[Texte à analyser]:
Traitement des produits sensibles
Des quotas tarifaires seront mis en place pour les produits sensibles tels que la viande bovine, la volaille, le sucre, le riz et l’éthanol. Le quota pour la viande bovine est limité à 99 000 tonnes par an, représentant 1,6 % de la production totale de l’UE. Des clauses de sauvegarde sont prévues en cas d’augmentation importante des importations.
Autres dispositions de l’accord
- Propriété intellectuelle : protection des droits d’auteur et alignement des réglementations sur les brevets.
- Indications géographiques protégées (IGP) : reconnaissance et protection des appellations d’origine.
- Services et marchés publics : libéralisation des services et accès équitable aux marchés publics.
- Clauses sociales : engagement à respecter les conventions de l’Organisation internationale du travail (OIT), notamment la prohibition du travail forcé et du travail des enfants.
- Règlement des différends : mécanisme de règlement des différends en cas de non-respect de l’accord.
- Règles d’origine : définition de règles d’origine pour garantir que les produits bénéficiant de l’accord ont été créés en Amérique du Sud.
Évaluations des conséquences économiques
L’impact macroéconomique de l’accord est jugé faible : +0,1 % de PIB pour l’UE et +0,3 % pour le Mercosur. Les exportations totales de l’UE vers le monde devraient augmenter de 0,4 %. L’accord devrait principalement stimuler le commerce des biens manufacturés et agricoles.
Impacts sectoriels
Viande bovine : augmentation des importations en provenance du Mercosur, entraînant une baisse de la production de l’UE de 0,7 à 1,2 %. Il est essentiel de nuancer l’impact du quota de viande bovine en tenant compte de la distribution des pièces nobles sur les marchés les plus rémunérateurs.
Industrie automobile : potentiel d’augmentation des exportations.
D’autres secteurs industriels pourraient bénéficier d’un impact positif, tels que les boissons, les vins et spiritueux, les produits laitiers, la chimie et la pharmacie.
Enjeux environnementaux
Les préoccupations environnementales portent sur l’augmentation des émissions de gaz à effet de serre liées à l’utilisation des terres et à la production de soja et à l’élevage bovin. Cependant, l’augmentation des émissions de gaz à effet de serre serait limitée (environ 1 %). Un règlement « zéro déforestation » est en cours d’adoption pour lutter contre la déforestation importée.

[Liste des activités]:
**1)** Relevez, s'il vous plaît, tous les produits sensibles soumis à des quotas tarifaires dans le texte sur l'accord UE-Mercosur.
**2)** Répondez brièvement à ces questions sur le texte sur l'accord UE-Mercosur.
(a) Quel est le plafond annuel du quota de viande bovine ?
(b) Quelle hausse de PIB l'accord apporterait-il au Mercosur ?
(c) À combien se limiterait l'augmentation des émissions de gaz à effet de serre ?
**3)** Rédigez la suite du texte sur l'accord UE-Mercosur, à partir de sa dernière phrase.

[Données fournies]:

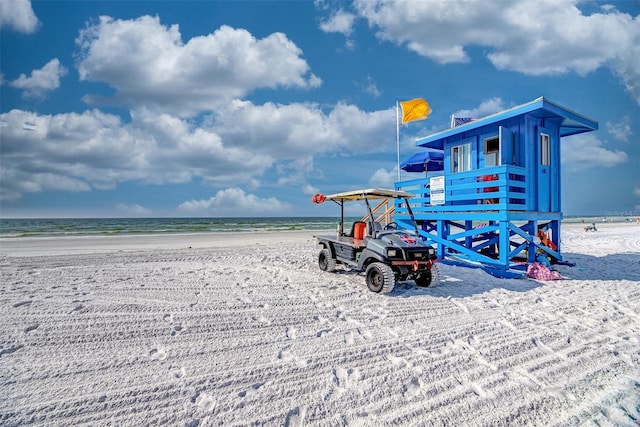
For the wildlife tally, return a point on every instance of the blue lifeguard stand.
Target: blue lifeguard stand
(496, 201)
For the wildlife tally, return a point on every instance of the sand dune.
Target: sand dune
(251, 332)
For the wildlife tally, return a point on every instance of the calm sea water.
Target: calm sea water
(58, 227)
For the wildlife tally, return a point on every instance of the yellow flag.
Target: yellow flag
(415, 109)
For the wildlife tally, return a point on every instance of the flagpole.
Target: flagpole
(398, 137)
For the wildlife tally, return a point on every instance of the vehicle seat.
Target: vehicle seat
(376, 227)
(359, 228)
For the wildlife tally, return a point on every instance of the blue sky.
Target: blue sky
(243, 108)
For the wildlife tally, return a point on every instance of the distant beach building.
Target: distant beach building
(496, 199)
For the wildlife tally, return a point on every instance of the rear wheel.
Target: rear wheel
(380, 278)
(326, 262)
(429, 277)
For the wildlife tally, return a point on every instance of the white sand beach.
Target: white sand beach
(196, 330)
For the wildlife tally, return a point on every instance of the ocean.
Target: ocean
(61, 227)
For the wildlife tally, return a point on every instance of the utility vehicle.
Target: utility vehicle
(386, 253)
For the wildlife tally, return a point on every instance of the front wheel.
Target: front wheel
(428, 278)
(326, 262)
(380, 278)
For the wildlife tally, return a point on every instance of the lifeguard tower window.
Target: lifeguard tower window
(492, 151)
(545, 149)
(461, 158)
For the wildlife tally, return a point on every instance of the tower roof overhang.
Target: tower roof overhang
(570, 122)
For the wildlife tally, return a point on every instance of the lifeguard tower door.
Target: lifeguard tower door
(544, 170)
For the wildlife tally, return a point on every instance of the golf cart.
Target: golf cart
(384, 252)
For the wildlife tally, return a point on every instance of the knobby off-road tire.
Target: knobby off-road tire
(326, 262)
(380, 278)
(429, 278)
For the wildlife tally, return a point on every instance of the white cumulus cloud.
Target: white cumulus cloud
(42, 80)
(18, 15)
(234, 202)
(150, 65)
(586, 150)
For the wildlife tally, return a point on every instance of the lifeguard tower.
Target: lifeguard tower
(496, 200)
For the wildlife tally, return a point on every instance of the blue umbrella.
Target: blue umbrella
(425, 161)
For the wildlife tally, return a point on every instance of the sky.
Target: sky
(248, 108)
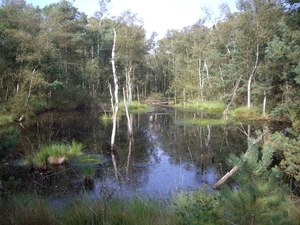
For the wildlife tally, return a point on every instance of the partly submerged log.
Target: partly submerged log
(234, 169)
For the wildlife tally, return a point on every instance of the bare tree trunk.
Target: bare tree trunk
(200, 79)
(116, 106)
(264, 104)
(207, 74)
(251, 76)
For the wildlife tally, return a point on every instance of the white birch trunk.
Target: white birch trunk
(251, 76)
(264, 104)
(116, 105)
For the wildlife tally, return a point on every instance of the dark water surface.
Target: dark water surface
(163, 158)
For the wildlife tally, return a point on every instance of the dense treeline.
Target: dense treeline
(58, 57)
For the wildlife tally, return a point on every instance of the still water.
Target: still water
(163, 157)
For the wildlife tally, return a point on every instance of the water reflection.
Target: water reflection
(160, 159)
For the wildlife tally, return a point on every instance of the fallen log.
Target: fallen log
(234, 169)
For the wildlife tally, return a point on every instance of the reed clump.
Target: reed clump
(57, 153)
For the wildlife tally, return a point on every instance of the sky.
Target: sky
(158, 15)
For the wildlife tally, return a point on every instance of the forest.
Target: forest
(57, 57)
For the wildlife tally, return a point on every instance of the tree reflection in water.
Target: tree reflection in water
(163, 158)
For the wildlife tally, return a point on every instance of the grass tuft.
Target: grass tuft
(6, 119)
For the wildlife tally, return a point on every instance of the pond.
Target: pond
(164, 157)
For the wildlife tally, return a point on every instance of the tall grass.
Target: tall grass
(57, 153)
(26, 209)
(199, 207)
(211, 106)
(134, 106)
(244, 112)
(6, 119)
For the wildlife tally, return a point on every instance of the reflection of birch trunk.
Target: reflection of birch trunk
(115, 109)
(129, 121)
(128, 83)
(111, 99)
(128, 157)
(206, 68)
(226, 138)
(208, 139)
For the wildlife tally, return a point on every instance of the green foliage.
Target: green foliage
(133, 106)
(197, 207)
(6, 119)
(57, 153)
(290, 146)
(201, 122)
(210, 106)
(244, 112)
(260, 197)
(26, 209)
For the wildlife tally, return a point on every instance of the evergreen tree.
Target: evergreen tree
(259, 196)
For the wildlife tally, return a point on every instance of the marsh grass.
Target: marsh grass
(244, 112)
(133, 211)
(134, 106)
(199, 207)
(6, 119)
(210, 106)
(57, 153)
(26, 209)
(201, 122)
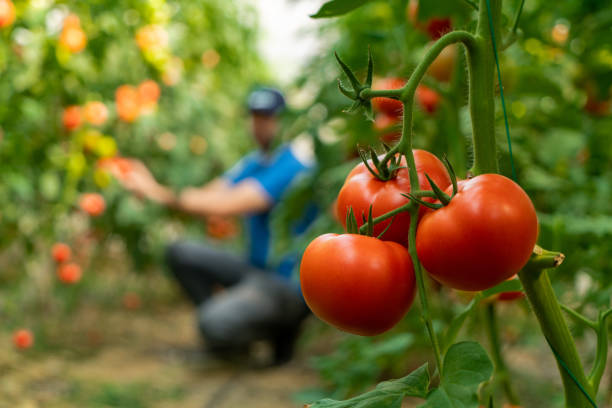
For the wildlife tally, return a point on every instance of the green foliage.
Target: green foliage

[Réponses]:
**1)** la viande bovine, la volaille, le sucre, le riz, l'éthanol

**2)**
(a) 99 000 tonnes par an
(b) +0,3 %
(c) environ 1 %

**3)**
Normes sanitaires et qualité des produits
Les normes sanitaires européennes ne seront pas modifiées. Les OGM interdits dans l’UE ne pourront toujours pas être importés, et les teneurs maximales en résidus de pesticides seront maintenues. La viande élevée avec des hormones de croissance reste interdite. Il est crucial de renforcer les contrôles aux frontières et dans les exploitations agricoles d’Amérique du Sud pour garantir le respect des normes européennes.
Implications géopolitiques et stratégiques
L’accord favorise en partie la réindustrialisation française et européenne. Il permet de réduire les dépendances commerciales et de diversifier les destinations des exportations et les sources d’approvisionnement. L’UE renforcera sa présence politique et économique au Mercosur. En l’absence d’accord avec l’UE, la Chine pourrait conclure un accord avec le Mercosur, sans considération pour la déforestation en Amazonie.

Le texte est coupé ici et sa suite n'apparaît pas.